→ Provided text
Have you unlocked the SR-2 PDW? I'm having so much fun with it on TDM matches, it's so OP it's funny


----------



## Kid_Eternity (Apr 6, 2014)

Is it me or is it impossible to get a game on BF3 xbox 360 now? None of the servers seem to let me on and I can see people on there...


----------



## TitanSound (Apr 14, 2014)

Dead Cat Bounce said:


> Those servers are long overdue, the Naval Strike maps are almost unplayable at the moment. I love the maps and the Carrier Assault game mode but it gets a little tiring rubberbanding around the map every other second.
> 
> Have you unlocked the SR-2 PDW? I'm having so much fun with it on TDM matches, it's so OP it's funny



Not yet. I've been turned off the game recently. I've found playing on my own to be a bit of a chore and very frustrating. The perils of being purposely unemployed I suppose


----------



## mwgdrwg (Apr 14, 2014)

Tried it again, rubber banding and lag central. It's goingon eBay.


----------



## Callum91 (Apr 15, 2014)

Not played it in weeks now, was sick and tired of never being able to finish a game online. Is it still utterly wank and unreliable? Or is it sorted now? (Xbone btw)


----------



## spitfire (Apr 20, 2014)

Rubber banding renders this unplayable. Not to mention some of the strange things that happen when it crashes.

PS4, fibre connection. I'm not one of natures moaners but this game is taking the piss.


----------



## Ranbay (Apr 20, 2014)

152MB and cant seem to get a game without lag on the Xbone.


----------



## tommers (Apr 20, 2014)

You should be getting your money back,  right?


----------



## TitanSound (Apr 21, 2014)

spitfire said:


> Rubber banding renders this unplayable. Not to mention some of the strange things that happen when it crashes.

→ Recorded data
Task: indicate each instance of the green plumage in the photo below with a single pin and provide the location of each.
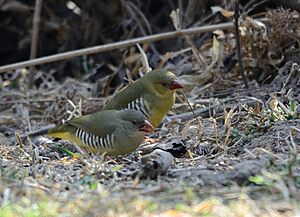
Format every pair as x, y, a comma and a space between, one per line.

→ Task requirements
Carry on the forum thread about Battlefield lag and rubber banding from the point where it stops.

→ Task output
> 
> PS4, fibre connection. I'm not one of natures moaners but this game is taking the piss.


 
The new servers should be an absolute number one priority. It has been going on for far too long. Anything above 32 players is virtually impossible to play smoothly.


----------



## TitanSound (Apr 21, 2014)

I've just had a thought. They are bringing out new server hardware but are going to make us pay for it. Rent a server is due on the consoles soon.


----------



## spitfire (Apr 21, 2014)

Well they can do one as far as I'm concerned. They're not getting any more money from me.

What causes rubber banding, just the servers can't cope?


----------



## TitanSound (Apr 21, 2014)

Normally, it's mainly your connection. Or joining a server with a high ping.

But it this case it seems the server hardware isn't up to scratch. They don't seem to be able to handle the massive amounts of data this game needs to calculate and then distribute to all the clients.


----------



## Dead Cat Bounce (Apr 21, 2014)

TitanSound said:


> Normally, it's mainly your connection. Or joining a server with a high ping.
> 
> But it this case it seems the server hardware isn't up to scratch. They don't seem to be able to handle the massive amounts of data this game needs to calculate and then distribute to all the clients.



For me the only time that I get any lag/rubber banding issues is when I play the Naval Strike DLC,  all other large maps on conquest run fine.

Yes the servers need to be updated to cope with BF4 but there's something about the NS maps that cause them to melt down - maybe they can't cope with the water dynamics (if that's the correct terminology)


----------



## TitanSound (Apr 21, 2014)

Possibly. But I get bad lag on all maps with 64 players.


----------



## Callum91 (Apr 21, 2014)

The endless lag and server issues are the reasons I've shelved the game for now. Can't be arsed with the hassle. I want to be able to sit down and play a few games all the way through without being relentlessly kicked.


----------



## TitanSound (Apr 21, 2014)

Callum91 said:


> The endless lag and server issues are the reasons I've shelved the game for now. Can't be arsed with the hassle. I want to be able to sit down and play a few games all the way through without being relentlessly kicked.



Such a sad state for the Battlefield series. When are EA going to learn not to rush a product? First Sim City was a massive clusterfuck, now it's their A1 FPS title.


----------



## TitanSound (Apr 23, 2014)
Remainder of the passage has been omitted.